— Supplied material —
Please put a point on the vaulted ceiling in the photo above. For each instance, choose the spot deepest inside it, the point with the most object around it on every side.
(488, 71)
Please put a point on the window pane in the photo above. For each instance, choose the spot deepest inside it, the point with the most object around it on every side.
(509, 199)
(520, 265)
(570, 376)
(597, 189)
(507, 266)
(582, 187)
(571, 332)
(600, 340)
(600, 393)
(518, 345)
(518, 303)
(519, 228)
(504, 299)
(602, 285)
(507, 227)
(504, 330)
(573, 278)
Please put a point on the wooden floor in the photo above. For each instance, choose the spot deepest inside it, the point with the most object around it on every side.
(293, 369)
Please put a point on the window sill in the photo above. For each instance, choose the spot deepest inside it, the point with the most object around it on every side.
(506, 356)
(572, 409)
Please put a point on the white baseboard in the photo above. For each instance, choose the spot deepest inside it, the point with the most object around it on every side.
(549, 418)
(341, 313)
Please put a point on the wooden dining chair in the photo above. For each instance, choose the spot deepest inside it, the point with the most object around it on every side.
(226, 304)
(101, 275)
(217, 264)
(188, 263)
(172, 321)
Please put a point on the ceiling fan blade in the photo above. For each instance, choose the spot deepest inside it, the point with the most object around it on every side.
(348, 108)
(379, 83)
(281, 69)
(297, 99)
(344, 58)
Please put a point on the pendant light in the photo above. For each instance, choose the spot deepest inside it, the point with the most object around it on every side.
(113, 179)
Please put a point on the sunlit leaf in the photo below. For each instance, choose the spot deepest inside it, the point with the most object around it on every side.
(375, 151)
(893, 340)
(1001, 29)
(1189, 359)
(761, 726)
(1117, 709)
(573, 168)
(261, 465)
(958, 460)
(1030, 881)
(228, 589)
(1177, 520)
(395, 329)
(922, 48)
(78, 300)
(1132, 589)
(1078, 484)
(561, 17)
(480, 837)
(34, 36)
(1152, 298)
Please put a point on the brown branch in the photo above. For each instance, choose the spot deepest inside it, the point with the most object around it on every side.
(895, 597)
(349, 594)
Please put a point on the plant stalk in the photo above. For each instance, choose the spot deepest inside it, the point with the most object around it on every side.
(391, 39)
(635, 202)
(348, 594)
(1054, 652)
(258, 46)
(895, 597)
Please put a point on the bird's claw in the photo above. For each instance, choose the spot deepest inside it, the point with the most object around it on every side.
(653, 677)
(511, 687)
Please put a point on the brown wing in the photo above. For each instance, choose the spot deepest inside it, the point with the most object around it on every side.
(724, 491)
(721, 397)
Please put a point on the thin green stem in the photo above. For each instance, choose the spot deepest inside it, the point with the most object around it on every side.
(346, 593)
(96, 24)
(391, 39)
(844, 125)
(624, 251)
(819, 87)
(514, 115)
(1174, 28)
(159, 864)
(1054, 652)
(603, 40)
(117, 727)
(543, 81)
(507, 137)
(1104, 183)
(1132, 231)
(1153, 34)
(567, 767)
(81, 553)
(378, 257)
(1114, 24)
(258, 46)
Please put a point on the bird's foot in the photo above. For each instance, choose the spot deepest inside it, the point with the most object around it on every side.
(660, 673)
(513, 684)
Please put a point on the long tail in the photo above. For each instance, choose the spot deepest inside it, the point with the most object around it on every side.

— What you are asked to do —
Write out all of the data above again, line for line, with no changes.

— Answer to this task —
Please put a point on the vaulted ceiling in the photo above. For each instance, choose the spot deepest inside it, the point with the most object around it on every side.
(488, 71)
Please put a point on the window pane in the photo above. For each instance, choose the spot deepest inside it, the point with the most object around it on every side.
(509, 199)
(520, 265)
(570, 376)
(597, 189)
(507, 266)
(582, 187)
(571, 332)
(600, 340)
(600, 393)
(518, 345)
(518, 303)
(519, 228)
(504, 299)
(602, 285)
(507, 227)
(504, 330)
(573, 278)
Please put a point on the wooden floor in the photo above. For each instance, choose the spot deepest inside it, the point with the most object around it on every side.
(293, 369)
Please put a point on the window sill in the photo above. For each instance, choose the spot deepest inside it, the point with the most object around it on every side.
(506, 356)
(572, 409)
Please put a point on the white baseboard in the photo above. For each instance, choose the spot deepest inside it, the point with the most object around it on every side.
(549, 418)
(341, 313)
Please put a point on the wooden dining chair in the photo above. For each instance, choose the spot deepest inside it, the point with the most object around it on every side.
(226, 304)
(101, 275)
(217, 264)
(188, 263)
(172, 321)
Please put a point on the ceiling fan blade in the photo above. For each instance, choose the spot deepest inside it, the point with the most object around it on every side.
(348, 108)
(379, 83)
(281, 69)
(297, 99)
(344, 58)
Please put a point on the pendant light in the photo above. For each instance, choose the spot deepest inside it, the point with the most object around it on every side.
(113, 179)
Please put a point on the sunlit leaf in the photo below. For each instance, choose the spot deepest inside it, the point with the most object around it on every side.
(375, 151)
(893, 340)
(1001, 29)
(1189, 359)
(761, 726)
(1117, 709)
(573, 168)
(261, 465)
(958, 460)
(1030, 881)
(228, 589)
(1177, 520)
(395, 329)
(922, 48)
(78, 300)
(1132, 589)
(1078, 484)
(561, 17)
(480, 837)
(34, 36)
(1152, 298)
Please put a point on the brown branch in the photo above. For each instance, choose the spot deepest inside it, the point with the most object around it on every side.
(895, 597)
(349, 594)
Please put a point on the plant stalk in the photo above. For each instance, choose the spot deepest inside it, the point with the most object around it on every side.
(391, 39)
(635, 202)
(348, 594)
(1054, 652)
(258, 46)
(895, 597)
Please put a point on the bird's claw in the photo above. For each instance, choose the spot deepest inside it, the point with the most object around it on every side.
(653, 677)
(511, 687)
Please put a point on the brown wing in the photo above. For each instance, choose the spot deepest inside it, the point with the most object around it on every side.
(724, 491)
(721, 397)
Please put a point on the thin green stem in the photo above. For each instance, choose the spot deepest inside it, the point with the most object around it on every side.
(346, 593)
(96, 24)
(391, 39)
(844, 125)
(624, 251)
(819, 87)
(514, 115)
(1174, 28)
(159, 864)
(1054, 652)
(603, 40)
(117, 727)
(543, 81)
(507, 137)
(1104, 183)
(1132, 231)
(1153, 34)
(567, 767)
(81, 553)
(378, 257)
(1114, 24)
(258, 46)
Please put a point on the bird's foot in the photo above. For each instance, choose the spot deepest inside it, the point with the most object around it on every side.
(660, 673)
(513, 684)
Please put a point on the long tail in the photo above. For each instance, choose the spot deepest inside it, the point with the most object around it on every side.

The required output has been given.